> Directive:
Rewrite every entry below, changing "Locate it" to "Mark it" and leaving everything else the same.

> Records:
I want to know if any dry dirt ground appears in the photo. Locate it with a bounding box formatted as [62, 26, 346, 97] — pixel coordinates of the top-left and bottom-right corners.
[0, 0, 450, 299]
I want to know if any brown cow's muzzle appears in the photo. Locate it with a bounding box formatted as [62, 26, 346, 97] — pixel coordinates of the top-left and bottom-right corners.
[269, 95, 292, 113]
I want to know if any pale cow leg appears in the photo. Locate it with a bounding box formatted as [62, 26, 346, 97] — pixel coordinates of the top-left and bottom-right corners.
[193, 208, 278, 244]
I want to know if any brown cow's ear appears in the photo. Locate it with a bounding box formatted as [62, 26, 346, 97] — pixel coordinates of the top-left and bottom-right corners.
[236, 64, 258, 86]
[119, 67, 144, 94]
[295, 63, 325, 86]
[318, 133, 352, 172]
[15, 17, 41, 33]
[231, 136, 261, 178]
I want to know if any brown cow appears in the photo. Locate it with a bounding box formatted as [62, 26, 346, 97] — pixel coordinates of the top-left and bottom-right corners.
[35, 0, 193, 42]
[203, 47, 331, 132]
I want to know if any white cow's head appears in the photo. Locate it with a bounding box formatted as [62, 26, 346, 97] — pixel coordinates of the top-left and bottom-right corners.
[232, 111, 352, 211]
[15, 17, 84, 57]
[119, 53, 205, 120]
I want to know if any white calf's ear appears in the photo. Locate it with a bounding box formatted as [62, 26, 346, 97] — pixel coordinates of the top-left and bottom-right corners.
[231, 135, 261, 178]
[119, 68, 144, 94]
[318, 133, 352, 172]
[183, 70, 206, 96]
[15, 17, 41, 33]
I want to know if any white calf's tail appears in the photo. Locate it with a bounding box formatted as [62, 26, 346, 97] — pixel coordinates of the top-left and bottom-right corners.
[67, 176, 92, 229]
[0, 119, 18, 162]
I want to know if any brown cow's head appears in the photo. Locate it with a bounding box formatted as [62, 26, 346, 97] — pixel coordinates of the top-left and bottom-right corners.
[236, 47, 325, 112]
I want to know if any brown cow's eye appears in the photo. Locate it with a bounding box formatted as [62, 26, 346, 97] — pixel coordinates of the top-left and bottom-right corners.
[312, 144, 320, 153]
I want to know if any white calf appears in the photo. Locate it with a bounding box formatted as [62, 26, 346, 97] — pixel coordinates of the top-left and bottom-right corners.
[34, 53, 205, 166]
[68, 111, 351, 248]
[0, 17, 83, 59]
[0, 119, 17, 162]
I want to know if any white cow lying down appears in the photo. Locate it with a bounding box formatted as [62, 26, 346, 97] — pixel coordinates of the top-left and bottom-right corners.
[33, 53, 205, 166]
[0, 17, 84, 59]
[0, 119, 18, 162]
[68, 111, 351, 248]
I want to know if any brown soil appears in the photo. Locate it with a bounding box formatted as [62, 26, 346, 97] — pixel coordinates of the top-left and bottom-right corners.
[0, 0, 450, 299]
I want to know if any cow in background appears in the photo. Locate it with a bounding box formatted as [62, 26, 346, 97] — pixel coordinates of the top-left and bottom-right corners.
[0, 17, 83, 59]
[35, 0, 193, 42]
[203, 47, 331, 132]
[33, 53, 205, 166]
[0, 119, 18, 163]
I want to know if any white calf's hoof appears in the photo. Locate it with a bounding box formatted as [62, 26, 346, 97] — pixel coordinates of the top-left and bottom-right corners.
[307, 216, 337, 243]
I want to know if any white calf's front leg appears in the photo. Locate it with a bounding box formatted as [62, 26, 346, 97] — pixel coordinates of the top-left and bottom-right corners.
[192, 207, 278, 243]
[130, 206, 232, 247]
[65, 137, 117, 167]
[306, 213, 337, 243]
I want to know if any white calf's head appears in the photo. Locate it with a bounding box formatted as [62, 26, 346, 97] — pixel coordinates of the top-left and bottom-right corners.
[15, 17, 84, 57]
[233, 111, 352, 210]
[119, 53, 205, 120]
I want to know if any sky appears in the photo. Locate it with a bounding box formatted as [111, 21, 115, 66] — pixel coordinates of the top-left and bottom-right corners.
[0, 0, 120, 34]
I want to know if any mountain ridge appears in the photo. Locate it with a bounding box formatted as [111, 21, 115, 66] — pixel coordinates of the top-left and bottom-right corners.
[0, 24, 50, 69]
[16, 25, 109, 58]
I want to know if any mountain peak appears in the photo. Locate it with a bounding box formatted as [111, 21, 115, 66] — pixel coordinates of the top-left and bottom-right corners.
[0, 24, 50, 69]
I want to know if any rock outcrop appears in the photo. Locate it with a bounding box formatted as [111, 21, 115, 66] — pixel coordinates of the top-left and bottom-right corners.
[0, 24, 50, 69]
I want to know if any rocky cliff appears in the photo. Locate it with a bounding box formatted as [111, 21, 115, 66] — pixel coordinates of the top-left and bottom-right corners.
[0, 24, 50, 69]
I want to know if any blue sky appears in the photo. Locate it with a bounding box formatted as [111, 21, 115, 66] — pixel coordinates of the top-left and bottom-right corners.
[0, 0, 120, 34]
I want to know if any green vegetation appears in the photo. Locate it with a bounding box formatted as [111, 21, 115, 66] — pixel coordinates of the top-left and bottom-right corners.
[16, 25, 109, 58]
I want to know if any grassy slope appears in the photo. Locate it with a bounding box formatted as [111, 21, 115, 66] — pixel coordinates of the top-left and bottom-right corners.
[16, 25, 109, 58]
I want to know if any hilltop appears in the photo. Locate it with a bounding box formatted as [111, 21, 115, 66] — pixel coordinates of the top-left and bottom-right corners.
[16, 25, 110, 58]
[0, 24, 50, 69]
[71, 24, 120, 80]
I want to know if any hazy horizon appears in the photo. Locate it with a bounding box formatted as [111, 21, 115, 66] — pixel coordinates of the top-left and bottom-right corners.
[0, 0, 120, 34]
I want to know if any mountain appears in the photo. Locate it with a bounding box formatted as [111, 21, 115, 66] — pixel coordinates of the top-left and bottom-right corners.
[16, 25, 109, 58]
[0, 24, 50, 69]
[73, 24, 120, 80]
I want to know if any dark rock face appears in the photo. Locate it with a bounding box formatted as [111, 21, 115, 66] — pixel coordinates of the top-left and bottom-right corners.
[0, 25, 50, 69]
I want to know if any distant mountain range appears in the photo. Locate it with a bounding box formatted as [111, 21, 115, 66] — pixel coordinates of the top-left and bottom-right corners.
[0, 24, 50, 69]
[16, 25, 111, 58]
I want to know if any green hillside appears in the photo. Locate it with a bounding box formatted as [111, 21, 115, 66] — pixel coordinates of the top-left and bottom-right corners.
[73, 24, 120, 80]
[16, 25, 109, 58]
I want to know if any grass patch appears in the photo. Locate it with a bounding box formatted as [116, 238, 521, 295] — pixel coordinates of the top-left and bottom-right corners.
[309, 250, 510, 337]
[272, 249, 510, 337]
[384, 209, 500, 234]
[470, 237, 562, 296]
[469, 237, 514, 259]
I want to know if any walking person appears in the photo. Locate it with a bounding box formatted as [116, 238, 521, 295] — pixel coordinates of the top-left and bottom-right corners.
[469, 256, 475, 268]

> Written response:
I want to know if any dry dirt ground appears in the photo. Mark it with a bounding box formatted as [62, 26, 346, 97] — pixel coordinates of the top-left and bottom-right corners.
[0, 0, 450, 299]
I want to know if any brown cow's muzzle appears in the photo. Mark it with a bounding box formatted as [62, 26, 346, 97] — pixel coordinates of the top-left and bottom-right corners.
[269, 95, 292, 113]
I want to know if any pale cow leg appears in the photo. Mark it with a bounding box formatted as [62, 26, 346, 97] — pixel coordinates of the top-left and bottom-right corners.
[193, 208, 278, 244]
I want to know if any brown cow's ear appears in the photo. Mark it with a bounding box formatted as [62, 26, 346, 97] — pixel coordinates of the top-left and bottom-right corners.
[236, 64, 258, 86]
[119, 67, 144, 94]
[295, 63, 325, 86]
[318, 133, 352, 172]
[15, 17, 41, 33]
[231, 136, 261, 178]
I want to know if any brown cow appears in the photo. Mark it with a bounding box formatted as [62, 26, 346, 97] — pixel coordinates of the top-left and bottom-right corners.
[35, 0, 193, 42]
[203, 47, 331, 132]
I want to know if any white cow's head appears in the photo. Mark it with a bounding box formatted as [62, 26, 346, 97] — pixel coordinates of the top-left and bottom-right corners.
[232, 111, 352, 211]
[15, 17, 84, 57]
[119, 53, 205, 120]
I want to know if any white calf's ear appears in the photo. Mark it with a bounding box formatted as [62, 26, 346, 97] — pixel coordinates of the top-left and bottom-right corners.
[231, 135, 261, 178]
[119, 68, 144, 94]
[318, 133, 352, 172]
[183, 70, 206, 96]
[15, 17, 41, 33]
I want to know if any white calf's tail appears in the photo. Mark it with a bounding box formatted as [62, 26, 346, 97] — pixel coordinates of the top-left and bottom-right corners.
[67, 176, 92, 229]
[0, 119, 18, 162]
I want to know if any brown cow's head appears in the photo. Mark it with a bounding box formatted as [62, 26, 346, 97] — pixel coordinates of the top-left and bottom-right corners.
[236, 47, 325, 112]
I want to know if any brown cow's eye appears in the photo. Mark it with a bounding box formatted as [62, 26, 346, 97] — pixel coordinates of the top-left and bottom-right corners.
[312, 144, 320, 153]
I want to know if any white calf appears in the photo. Mark it with a bounding box formatted as [62, 26, 346, 97] — pixel coordinates of the top-left and bottom-right corners.
[34, 53, 205, 166]
[68, 111, 351, 248]
[0, 17, 83, 59]
[0, 119, 17, 162]
I want to know if any white cow lying down appears in the photo. Mark it with a bounding box formatted as [62, 26, 346, 97] — pixel coordinates of the top-left and bottom-right corners.
[33, 53, 205, 166]
[0, 17, 84, 59]
[0, 119, 18, 162]
[68, 111, 351, 248]
I want to know if any brown soil appears in the photo. Mark it with a bounding box formatted as [62, 26, 346, 97] — pixel coordinates of the top-left and bottom-right corners.
[0, 0, 450, 299]
I want to know if any cow in background appears in the photo. Mark it with a bounding box formatted as [62, 26, 346, 97] — pixel coordinates of the top-left and bottom-right corners.
[0, 17, 83, 59]
[35, 0, 193, 42]
[203, 47, 331, 132]
[33, 53, 205, 166]
[0, 119, 18, 163]
I want to know if any white calf's hoof appears in the photo. Mark it with a bounding box formatted as [62, 26, 346, 97] — pixel coordinates of the top-left and bottom-right corners.
[307, 216, 337, 243]
I want to know if any white calf's front leg appears in the photo. Mark it with a bounding box formatted as [62, 26, 346, 97] — pixel coordinates of the top-left and bottom-right corners.
[192, 207, 278, 243]
[130, 206, 232, 247]
[65, 137, 117, 167]
[306, 213, 337, 243]
I want to know if any white calf's head appears in the photo. Mark it with a bounding box formatted as [62, 26, 346, 97] — pixel coordinates of the top-left and bottom-right corners.
[15, 17, 84, 57]
[233, 111, 352, 210]
[119, 53, 205, 120]
I want to know if any sky appears in the photo. Mark it with a bounding box formatted as [111, 21, 115, 66] — pixel coordinates of the top-left and bottom-right corners.
[0, 0, 120, 34]
I want to know if any mountain ridge appears in the photo. Mark it with a bounding box formatted as [111, 21, 115, 66] — pixel coordinates of the top-left and bottom-right corners.
[0, 24, 50, 69]
[16, 25, 109, 58]
I want to know if any mountain peak appears in the photo. Mark it with a bounding box formatted as [111, 21, 115, 66] — pixel coordinates of the top-left and bottom-right corners.
[0, 24, 50, 69]
I want to know if any rock outcrop appears in the photo. Mark it with a bounding box formatted as [111, 21, 115, 66] — pixel coordinates of the top-left and bottom-right corners.
[0, 24, 50, 69]
I want to know if any rocky cliff appears in the photo. Mark it with a bounding box formatted as [111, 21, 115, 66] — pixel coordinates of the top-left and bottom-right corners.
[0, 24, 50, 69]
I want to know if any blue sky appears in the photo. Mark it with a bounding box formatted as [111, 21, 115, 66] — pixel coordinates of the top-left and bottom-right corners.
[0, 0, 120, 34]
I want to know if any green vegetation appears in the photo. Mark it with a bounding box formatted as [111, 21, 115, 66] — pixel coordinates of the top-left and bottom-right corners.
[16, 25, 109, 58]
I want to know if any grassy slope appears in the photo. Mark it with a bounding box formatted as [111, 21, 115, 66] — pixel coordinates of the top-left and bottom-right corners.
[16, 25, 109, 58]
I want to know if any hilltop appears in the photo. Mark it with a bounding box formatted as [111, 21, 115, 66] — pixel coordinates of the top-left and bottom-right corners.
[16, 25, 110, 58]
[0, 24, 50, 69]
[71, 24, 120, 80]
I want to know if any hazy horizon appears in the photo. Mark it with a bounding box formatted as [111, 21, 115, 66] — pixel coordinates of the top-left and bottom-right corners.
[0, 0, 120, 34]
I want to know if any mountain appears in the photo. Mark it with a bounding box formatted as [111, 21, 115, 66] — pixel coordinates of the top-left and bottom-right corners.
[16, 25, 109, 58]
[0, 24, 50, 69]
[73, 24, 120, 80]
I want to know if any dark rock face appears in the photo. Mark it with a bounding box formatted as [111, 21, 115, 66] — pixel coordinates of the top-left and bottom-right corners.
[0, 25, 50, 69]
I want to know if any distant mountain range appears in the photo. Mark it with a bounding box formatted as [111, 21, 115, 66] — pixel coordinates of the top-left and bottom-right corners.
[0, 24, 50, 69]
[16, 25, 111, 58]
I want to know if any green hillside appears in the photo. Mark it with a bounding box formatted as [111, 21, 115, 66] — pixel coordinates of the top-left and bottom-right corners.
[73, 24, 120, 80]
[16, 25, 109, 58]
I want to know if any grass patch appears in the photo. Mark it with a bounding box formatted as [116, 238, 521, 295] — pixel coordinates of the top-left and bottom-right corners.
[309, 250, 510, 337]
[272, 249, 510, 337]
[384, 209, 500, 234]
[470, 237, 562, 296]
[469, 237, 514, 259]
I want to know if any walking person appears in the photo. Mark it with a bounding box formatted as [116, 238, 521, 295] — pixel coordinates of the top-left and bottom-right corners.
[469, 256, 475, 268]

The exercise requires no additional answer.